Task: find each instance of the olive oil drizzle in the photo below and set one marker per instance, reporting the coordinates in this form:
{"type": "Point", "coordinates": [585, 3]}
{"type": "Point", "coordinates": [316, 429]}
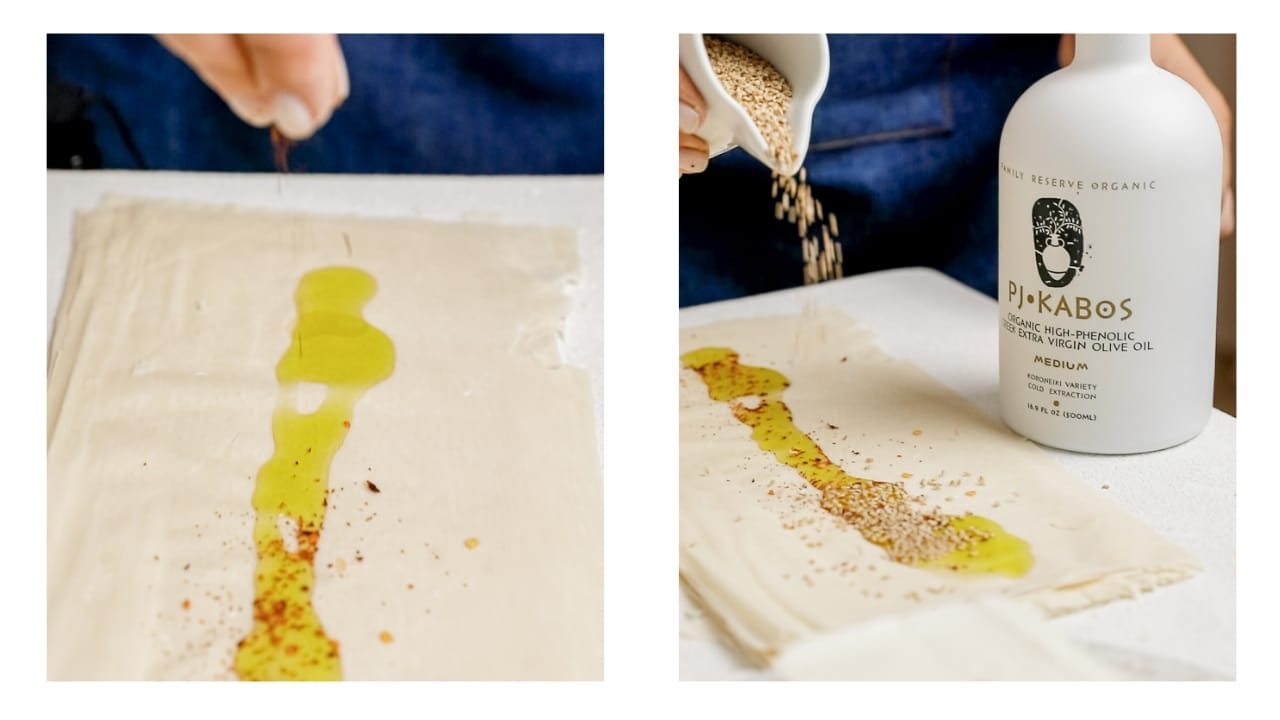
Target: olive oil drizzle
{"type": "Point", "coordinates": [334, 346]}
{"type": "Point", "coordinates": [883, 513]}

|---|

* Challenge: Can you express the lines above as a Markdown table with the columns "Row" and "Text", skipping any blank lines and leaving the picture out?

* Reply:
| Row | Text |
|---|---|
| 1 | Task: find each instance of the olive oil drizzle in the photo below and set one marker per instance, reporting the coordinates in this form: |
| 2 | {"type": "Point", "coordinates": [585, 3]} |
| 3 | {"type": "Point", "coordinates": [316, 429]} |
| 4 | Target: olive oil drizzle |
| 5 | {"type": "Point", "coordinates": [334, 346]} |
| 6 | {"type": "Point", "coordinates": [883, 513]} |